TASK —
Below are records; give the number of their lines that contain "negative", and only that number.

─── WORKING DATA

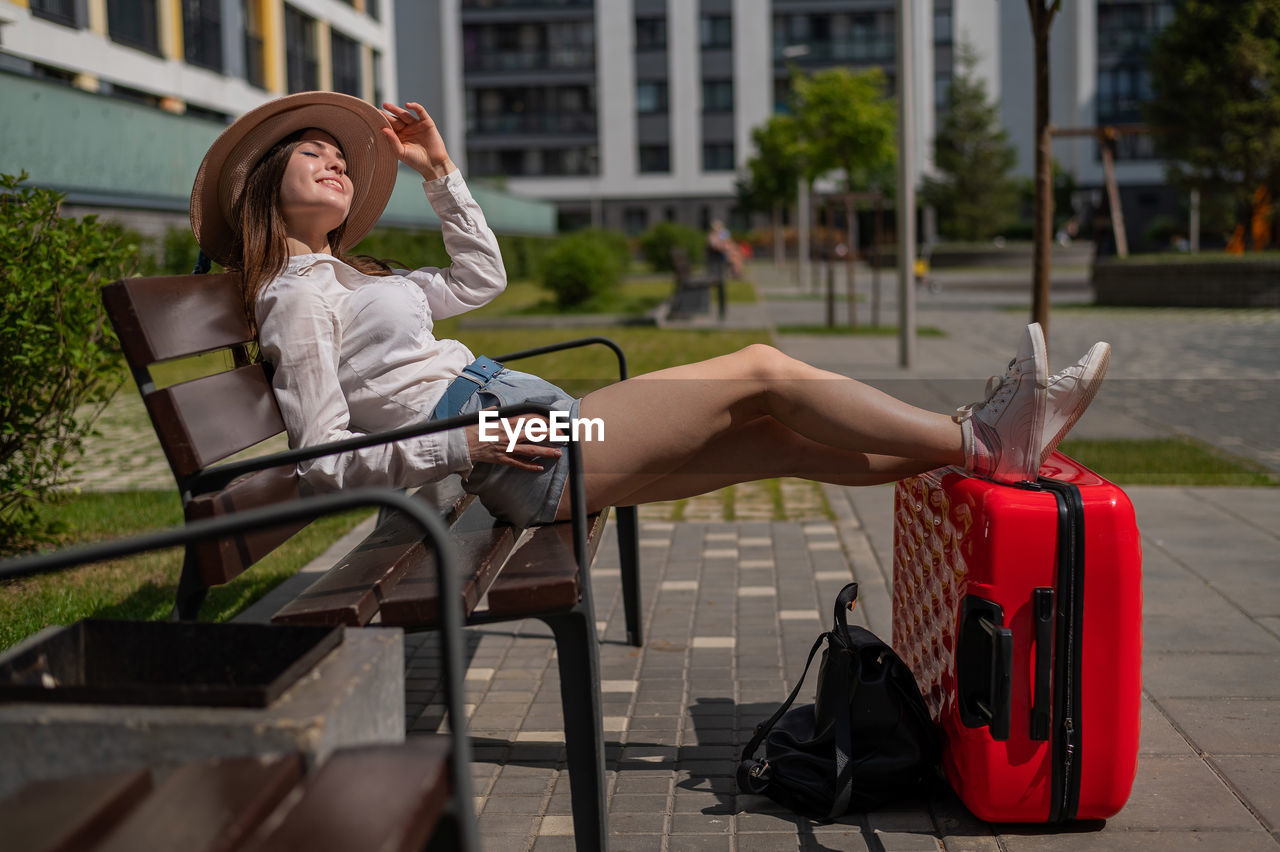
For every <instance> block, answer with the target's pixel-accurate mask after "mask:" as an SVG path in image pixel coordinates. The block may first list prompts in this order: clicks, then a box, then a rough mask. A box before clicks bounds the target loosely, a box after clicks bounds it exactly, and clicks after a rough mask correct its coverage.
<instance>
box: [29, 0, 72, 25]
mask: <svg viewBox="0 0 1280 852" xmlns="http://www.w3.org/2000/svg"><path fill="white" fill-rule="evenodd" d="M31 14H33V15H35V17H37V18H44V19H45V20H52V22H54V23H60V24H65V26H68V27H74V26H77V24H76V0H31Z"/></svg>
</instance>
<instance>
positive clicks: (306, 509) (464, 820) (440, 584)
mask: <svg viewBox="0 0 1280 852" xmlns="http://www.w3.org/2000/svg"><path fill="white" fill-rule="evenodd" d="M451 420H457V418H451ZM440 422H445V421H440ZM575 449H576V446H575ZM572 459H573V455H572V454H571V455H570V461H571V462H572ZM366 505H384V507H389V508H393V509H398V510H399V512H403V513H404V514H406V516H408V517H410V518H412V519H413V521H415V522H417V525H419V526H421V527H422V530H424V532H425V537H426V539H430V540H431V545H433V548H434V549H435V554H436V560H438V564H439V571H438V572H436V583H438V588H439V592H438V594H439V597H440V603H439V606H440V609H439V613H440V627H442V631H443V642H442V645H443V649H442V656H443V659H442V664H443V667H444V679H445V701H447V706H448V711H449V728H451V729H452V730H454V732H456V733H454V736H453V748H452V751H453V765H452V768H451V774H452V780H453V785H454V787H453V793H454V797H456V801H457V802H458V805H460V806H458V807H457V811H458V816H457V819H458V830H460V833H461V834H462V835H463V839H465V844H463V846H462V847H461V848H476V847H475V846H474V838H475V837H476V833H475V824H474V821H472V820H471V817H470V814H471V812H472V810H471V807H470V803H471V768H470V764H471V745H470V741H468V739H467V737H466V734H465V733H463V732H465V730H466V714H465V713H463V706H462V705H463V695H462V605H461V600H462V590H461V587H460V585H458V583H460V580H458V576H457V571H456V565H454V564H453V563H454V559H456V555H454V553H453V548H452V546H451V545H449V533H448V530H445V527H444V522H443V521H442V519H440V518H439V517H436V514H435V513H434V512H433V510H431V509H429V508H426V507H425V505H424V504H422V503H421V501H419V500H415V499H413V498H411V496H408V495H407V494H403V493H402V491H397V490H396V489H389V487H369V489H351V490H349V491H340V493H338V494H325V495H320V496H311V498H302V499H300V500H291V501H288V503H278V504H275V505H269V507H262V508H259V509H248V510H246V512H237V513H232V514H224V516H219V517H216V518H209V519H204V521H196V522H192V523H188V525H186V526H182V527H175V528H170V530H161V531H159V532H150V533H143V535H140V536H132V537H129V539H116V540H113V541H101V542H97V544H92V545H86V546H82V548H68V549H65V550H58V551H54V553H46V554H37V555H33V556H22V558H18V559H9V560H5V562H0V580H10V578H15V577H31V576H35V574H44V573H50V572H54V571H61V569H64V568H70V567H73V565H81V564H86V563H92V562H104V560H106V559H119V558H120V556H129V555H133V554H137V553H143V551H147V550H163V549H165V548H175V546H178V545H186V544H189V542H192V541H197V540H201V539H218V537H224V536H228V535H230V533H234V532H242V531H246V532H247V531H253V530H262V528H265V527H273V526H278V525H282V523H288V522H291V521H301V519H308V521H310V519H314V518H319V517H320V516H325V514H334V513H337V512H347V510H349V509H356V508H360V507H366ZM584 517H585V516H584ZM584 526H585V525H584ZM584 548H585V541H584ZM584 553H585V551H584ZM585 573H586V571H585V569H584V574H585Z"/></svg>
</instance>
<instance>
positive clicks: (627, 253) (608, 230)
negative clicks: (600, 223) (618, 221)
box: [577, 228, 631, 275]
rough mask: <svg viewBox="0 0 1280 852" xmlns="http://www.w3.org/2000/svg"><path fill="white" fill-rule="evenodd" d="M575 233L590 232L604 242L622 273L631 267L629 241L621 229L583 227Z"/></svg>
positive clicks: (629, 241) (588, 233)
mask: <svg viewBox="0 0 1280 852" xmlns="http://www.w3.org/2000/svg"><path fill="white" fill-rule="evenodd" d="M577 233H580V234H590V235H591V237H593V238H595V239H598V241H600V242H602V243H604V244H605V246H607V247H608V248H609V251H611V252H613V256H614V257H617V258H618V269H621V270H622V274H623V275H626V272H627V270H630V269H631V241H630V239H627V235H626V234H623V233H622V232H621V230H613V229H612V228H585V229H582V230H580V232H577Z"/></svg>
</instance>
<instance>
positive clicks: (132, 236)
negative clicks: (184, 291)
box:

──────

RESPONSE AREA —
2